[Records Boundary: Start]

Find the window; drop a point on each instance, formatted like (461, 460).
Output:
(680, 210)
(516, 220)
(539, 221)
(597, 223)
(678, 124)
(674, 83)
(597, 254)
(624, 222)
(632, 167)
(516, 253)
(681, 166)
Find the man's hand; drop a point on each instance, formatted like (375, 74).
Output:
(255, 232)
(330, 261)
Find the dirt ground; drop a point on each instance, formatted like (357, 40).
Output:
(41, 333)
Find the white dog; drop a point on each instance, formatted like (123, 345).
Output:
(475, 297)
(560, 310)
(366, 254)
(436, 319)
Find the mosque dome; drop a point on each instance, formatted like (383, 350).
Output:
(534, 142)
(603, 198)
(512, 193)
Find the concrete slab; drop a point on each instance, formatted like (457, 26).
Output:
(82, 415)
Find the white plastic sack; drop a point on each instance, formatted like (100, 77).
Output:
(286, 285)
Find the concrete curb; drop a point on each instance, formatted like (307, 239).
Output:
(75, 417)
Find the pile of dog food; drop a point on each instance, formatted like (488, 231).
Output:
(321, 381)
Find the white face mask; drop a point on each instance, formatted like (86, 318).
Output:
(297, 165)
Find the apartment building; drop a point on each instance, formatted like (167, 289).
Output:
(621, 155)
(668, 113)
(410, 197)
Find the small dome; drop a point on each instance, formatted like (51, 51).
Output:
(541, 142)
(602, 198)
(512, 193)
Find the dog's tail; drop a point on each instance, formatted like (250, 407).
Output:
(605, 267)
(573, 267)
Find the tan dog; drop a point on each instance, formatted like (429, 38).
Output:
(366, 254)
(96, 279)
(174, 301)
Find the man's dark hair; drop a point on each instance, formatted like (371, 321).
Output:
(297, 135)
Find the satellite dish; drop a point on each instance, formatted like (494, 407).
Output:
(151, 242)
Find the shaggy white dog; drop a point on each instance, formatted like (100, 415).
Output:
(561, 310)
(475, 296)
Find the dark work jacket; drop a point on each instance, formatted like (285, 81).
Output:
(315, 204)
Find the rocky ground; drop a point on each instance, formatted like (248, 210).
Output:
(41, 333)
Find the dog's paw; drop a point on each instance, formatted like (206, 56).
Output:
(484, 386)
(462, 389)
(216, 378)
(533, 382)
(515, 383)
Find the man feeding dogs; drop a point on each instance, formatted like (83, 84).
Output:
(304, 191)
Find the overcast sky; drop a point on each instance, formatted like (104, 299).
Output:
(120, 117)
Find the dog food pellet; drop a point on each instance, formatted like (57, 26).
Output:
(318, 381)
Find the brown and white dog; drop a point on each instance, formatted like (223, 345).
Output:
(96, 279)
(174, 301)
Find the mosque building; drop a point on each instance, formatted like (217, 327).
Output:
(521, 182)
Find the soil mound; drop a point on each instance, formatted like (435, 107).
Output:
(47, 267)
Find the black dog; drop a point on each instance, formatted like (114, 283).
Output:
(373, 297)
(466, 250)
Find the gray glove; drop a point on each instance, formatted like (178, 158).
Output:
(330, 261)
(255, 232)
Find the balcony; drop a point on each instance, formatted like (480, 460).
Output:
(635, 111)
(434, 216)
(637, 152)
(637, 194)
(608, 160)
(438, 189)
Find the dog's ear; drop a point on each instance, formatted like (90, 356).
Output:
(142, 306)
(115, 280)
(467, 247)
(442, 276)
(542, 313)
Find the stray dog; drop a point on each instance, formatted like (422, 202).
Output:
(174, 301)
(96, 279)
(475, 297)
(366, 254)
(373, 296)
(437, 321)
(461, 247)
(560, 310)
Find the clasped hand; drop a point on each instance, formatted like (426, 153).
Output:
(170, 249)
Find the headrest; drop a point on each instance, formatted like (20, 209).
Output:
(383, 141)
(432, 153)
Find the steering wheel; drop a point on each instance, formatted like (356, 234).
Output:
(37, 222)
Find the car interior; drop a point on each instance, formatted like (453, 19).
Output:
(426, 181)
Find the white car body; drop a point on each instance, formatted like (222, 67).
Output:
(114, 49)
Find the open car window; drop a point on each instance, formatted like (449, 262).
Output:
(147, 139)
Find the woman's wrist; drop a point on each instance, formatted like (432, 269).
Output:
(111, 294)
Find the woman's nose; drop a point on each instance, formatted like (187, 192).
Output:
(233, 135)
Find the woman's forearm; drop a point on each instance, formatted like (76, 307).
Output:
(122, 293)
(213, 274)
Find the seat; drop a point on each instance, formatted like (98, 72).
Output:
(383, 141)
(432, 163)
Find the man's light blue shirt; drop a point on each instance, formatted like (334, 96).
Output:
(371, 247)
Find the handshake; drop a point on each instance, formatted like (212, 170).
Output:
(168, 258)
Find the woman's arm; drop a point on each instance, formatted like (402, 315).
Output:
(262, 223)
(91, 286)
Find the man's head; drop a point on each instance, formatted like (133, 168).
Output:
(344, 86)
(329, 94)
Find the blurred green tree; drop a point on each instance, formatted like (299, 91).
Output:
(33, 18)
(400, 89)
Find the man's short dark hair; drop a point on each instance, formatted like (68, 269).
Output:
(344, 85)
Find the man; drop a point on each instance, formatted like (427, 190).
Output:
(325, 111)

[Records Boundary: End]

## Requirement
If a line in the entries contains the word "ground", copy that line out.

## Answer area
Find the dirt ground; drop a point on each instance, formatted like (357, 40).
Find the rocky ground; drop a point on each instance, formatted like (248, 210).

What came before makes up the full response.